### Problem to solve
Print out the data exactly, keeping every image out of it.

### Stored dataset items

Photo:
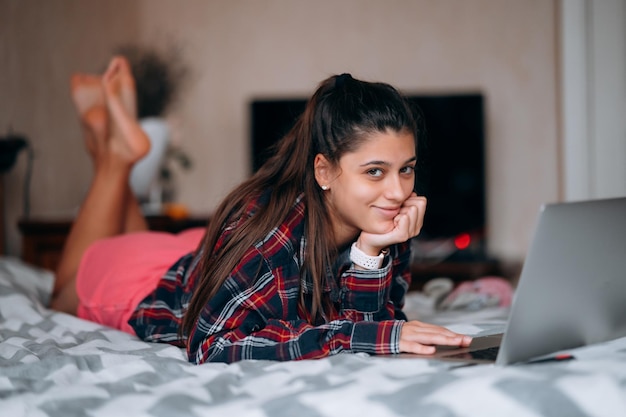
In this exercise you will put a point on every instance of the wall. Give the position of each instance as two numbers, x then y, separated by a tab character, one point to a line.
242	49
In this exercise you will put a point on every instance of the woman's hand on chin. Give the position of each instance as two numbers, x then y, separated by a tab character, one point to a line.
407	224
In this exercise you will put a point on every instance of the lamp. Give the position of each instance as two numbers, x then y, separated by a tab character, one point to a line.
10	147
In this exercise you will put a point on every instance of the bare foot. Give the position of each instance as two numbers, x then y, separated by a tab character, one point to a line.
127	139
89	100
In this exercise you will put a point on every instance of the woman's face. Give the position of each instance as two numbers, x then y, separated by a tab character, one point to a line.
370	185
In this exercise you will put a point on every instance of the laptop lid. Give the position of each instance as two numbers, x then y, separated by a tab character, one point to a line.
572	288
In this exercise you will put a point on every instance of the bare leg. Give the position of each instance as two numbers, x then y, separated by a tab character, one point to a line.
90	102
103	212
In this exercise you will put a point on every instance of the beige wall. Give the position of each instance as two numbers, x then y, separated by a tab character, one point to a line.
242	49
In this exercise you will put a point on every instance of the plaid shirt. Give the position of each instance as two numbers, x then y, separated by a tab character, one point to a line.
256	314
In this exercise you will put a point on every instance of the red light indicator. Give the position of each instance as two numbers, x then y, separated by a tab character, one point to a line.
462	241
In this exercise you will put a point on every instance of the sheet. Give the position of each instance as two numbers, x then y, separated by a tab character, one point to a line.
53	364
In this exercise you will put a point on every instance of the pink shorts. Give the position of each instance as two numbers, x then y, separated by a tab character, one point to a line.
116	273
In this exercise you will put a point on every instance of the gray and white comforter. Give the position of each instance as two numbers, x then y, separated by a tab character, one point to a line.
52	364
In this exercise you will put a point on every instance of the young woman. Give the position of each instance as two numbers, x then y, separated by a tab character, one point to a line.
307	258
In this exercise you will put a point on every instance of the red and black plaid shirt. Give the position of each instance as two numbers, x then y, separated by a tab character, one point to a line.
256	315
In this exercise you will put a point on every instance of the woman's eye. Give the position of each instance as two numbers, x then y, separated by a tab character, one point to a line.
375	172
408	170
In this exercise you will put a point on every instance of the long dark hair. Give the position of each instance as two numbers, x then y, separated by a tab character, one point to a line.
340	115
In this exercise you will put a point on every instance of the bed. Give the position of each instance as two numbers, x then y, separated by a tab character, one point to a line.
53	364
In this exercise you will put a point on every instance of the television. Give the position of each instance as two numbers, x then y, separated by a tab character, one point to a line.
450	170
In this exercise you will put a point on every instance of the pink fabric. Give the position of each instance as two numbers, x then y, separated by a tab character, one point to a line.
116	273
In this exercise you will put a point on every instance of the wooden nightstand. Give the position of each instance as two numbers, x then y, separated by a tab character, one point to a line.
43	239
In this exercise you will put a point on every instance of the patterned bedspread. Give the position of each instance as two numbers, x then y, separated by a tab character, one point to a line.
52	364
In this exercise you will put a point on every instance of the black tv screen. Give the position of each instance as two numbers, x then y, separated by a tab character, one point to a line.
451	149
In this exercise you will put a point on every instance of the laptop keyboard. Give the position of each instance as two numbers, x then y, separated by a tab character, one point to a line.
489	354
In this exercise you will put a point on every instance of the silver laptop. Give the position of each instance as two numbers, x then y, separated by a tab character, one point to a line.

### Solution for this task
Photo:
In this exercise you will put a point on every instance of the wall. Give the position of each instance as two numbers, x then y, separated by a tab character, one point to a line.
242	49
In this exercise you will put a point on every instance of the woman's hand on chin. Give the position of each instance as two numbers, x then y, separated by a tab character, one point to a line.
407	224
In this exercise you will put a point on every instance of the lamp. Give the position of each instance as two numbers, x then y, separated by a tab character, one point to a line.
10	147
In this exercise you will put a point on every instance of the bare foot. Give the position of each instance as two numbers, x then y, separated by a tab character, one point to a line.
127	139
89	100
In this exercise you will put a point on every instance of the woman's face. Give the position of each instance as two numbers, x then y, separated by a tab character, one point to a line.
370	185
In this exercise you will put a point on every instance of the laptop lid. Give the position of each instance as two numbers, x then y, separated by a tab character, one point to a line.
572	288
In this exercise you will put a point on every instance of the bare leg. Give the position of each instance as two numbers, x then y, separated by a tab character, one point to a line.
90	102
103	212
In this exercise you will put a point on every instance of the beige wall. Give the position of each instance as two numbers, x then y, separated by a tab character, one point to a line.
242	49
In this exercise you will put a point on every instance of the plaid shirt. Give the position of each instance as two numbers, x then y, separated by a tab character, one point to a line.
256	314
In this exercise you will put a point on every instance of the red light indicator. Give the position of each instance as two numbers, x then y, separated by a tab character, one point to a line.
462	241
In this exercise you will put a point on every instance of the sheet. Give the position of each instance as two numbers, x then y, separated by a tab character, one point to a line.
53	364
In this exercise you will put a point on every instance of the pink shorts. Give the position of each instance as two numbers, x then y, separated by a tab character, one point to a line.
116	273
In this exercise you will put a point on every instance of the gray and white comforter. Give the position of each instance as two numbers, x then y, separated by a tab character, one point to a line.
52	364
In this exercise you will put a point on every instance of the young woman. Give the position of each instance as two numbers, x then y, separated by a tab character, one point to a line.
307	258
In this exercise you will put a point on every instance of the red and black plaid shirt. Give the position of each instance as two numbers, x then y, separated by a tab character, one point to a line.
256	315
In this exercise you will put a point on every instance of the woman's eye. Give the position of each instance as two numbers, x then y, separated by a tab character, one point to a line.
375	172
408	170
In this exercise you will put a point on every instance of the long dark hair. Give the position of each instance as two numbers, x then y, separated by a tab character, one point to a line.
340	115
In this exercise you will put a point on every instance of the bed. Give the position of each instance as two numbers, x then y, separated by a tab character, one point to a line.
53	364
In this exercise you will put a point on every instance of the television. Give the position of each instance as two numbers, x then y, separated by a tab character, one point to a line.
450	170
In this exercise you will put a point on every instance of the pink fabric. Give the position of each instance as two numbers, x then y, separated by a tab character, one point to a line.
116	273
In this exercise you will put a point on every instance of the wooden nightstand. Give the position of each instance as two numbers, x then y, separated by a tab character, one point to a line.
43	239
In this exercise you will put a point on every instance of the patterned bedspread. Give the position of each instance as two numbers, x then y, separated by a tab character, one point to a line.
52	364
In this exercise you will put a point on every instance of the black tv screen. Give the position of each instance as two numbers, x then y, separated by a tab character, one point to a line.
451	149
In this exercise you will put a point on every instance of the laptop keyboard. Give the position of each instance as two numbers, x then y, separated by a tab character, one point to a line.
489	354
In this exercise you will put a point on every instance of the silver laptop. Give the position of each instance as two numbers, x then y, separated by a tab character, one point to a line.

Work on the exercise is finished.